**DOCUMENT TEXT:**
────────────────────

There’s basic AES 256-bit encryption available on the drive however, it does not have TCG Opal or IEEE 1667 support (Microsoft eDrive).
One thing I’d like to point out is that the Plextor M6e is somewhat special as a SSD. What’s special about the Plextor M6e is that the controller is designed with its own BIOS built in, which is AHCI compliant. This allows the Plextor M6e to interface with the native AHCI drivers in Windows. Whereas previous PCIe SSDs required special, proprietary drivers to boot or use the SSD, the Plextor M6e will be recognized by the Windows installer much like a standard SATA based SSD.
In order test this, we not only used the PCIe x4 to M.2 adapter provided by Plextor, but also used the Bplus M2P4S PCIe x4 to M.2 adapter to boot off the Plextor M6e without any issues.

────────────────────

**Rows of the dataset:**

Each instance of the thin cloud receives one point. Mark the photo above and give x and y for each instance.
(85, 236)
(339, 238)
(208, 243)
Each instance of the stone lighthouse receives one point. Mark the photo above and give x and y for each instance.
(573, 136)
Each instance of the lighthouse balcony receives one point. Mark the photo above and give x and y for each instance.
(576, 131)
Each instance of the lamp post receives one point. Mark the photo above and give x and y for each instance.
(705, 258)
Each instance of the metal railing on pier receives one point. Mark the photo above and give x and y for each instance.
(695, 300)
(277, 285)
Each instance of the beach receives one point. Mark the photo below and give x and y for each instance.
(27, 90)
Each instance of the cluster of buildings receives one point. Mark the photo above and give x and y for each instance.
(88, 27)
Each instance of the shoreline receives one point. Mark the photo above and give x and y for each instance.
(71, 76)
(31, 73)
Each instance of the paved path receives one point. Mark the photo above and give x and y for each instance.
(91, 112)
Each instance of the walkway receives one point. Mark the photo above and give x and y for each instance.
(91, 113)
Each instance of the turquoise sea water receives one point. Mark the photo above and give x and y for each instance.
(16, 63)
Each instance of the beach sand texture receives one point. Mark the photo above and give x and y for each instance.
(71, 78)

────────────────────

**OBJECTIVES:**
1 - Could you extract the passage of the Plextor M6e text that begins at the words "There’s basic AES" and stops after "SATA based SSD."?
2 - Can you keep the Plextor M6e text going from its final sentence?
The data above is separate from the Plextor M6e text.

**RESULTS:**
1 -
There’s basic AES 256-bit encryption available on the drive however, it does not have TCG Opal or IEEE 1667 support (Microsoft eDrive).
One thing I’d like to point out is that the Plextor M6e is somewhat special as a SSD. What’s special about the Plextor M6e is that the controller is designed with its own BIOS built in, which is AHCI compliant. This allows the Plextor M6e to interface with the native AHCI drivers in Windows. Whereas previous PCIe SSDs required special, proprietary drivers to boot or use the SSD, the Plextor M6e will be recognized by the Windows installer much like a standard SATA based SSD.

2 -
[section label=5. ATTO Disk Benchmark / AS SSD / Crystal Disk Mark]
Plextor M6e 256GB Performance
ATTO Disk Benchmark v2.46
ATTO Disk Benchmark is one of the industry’s oldest and most popular benchmarks for testing disk read/write speeds. This benchmarks allows read and write testing using predefined block sizes and gives us a good idea of read/write speeds with different sized files. Most SSD manufacturers these days prefer using this benchmark when advertising SSDs as it tests using compressible data, which tends to yield best performance.
The Plextor M6e 256GB is rated at up to 770MB/s sequential reads and 580MB/s sequential writes. In ATTO Disk Benchmark, we were able to achieve a maximum of 750MB/s reads and 590MB/s writes.
AS SSD Benchmark
AS SSD is a very commonly used benchmark used to measure SSD performance in a number of categories. Here, tests are run using incompressible data at QD1. It also outputs a final score at the conclusion of the test based off the read and write performance of the drive.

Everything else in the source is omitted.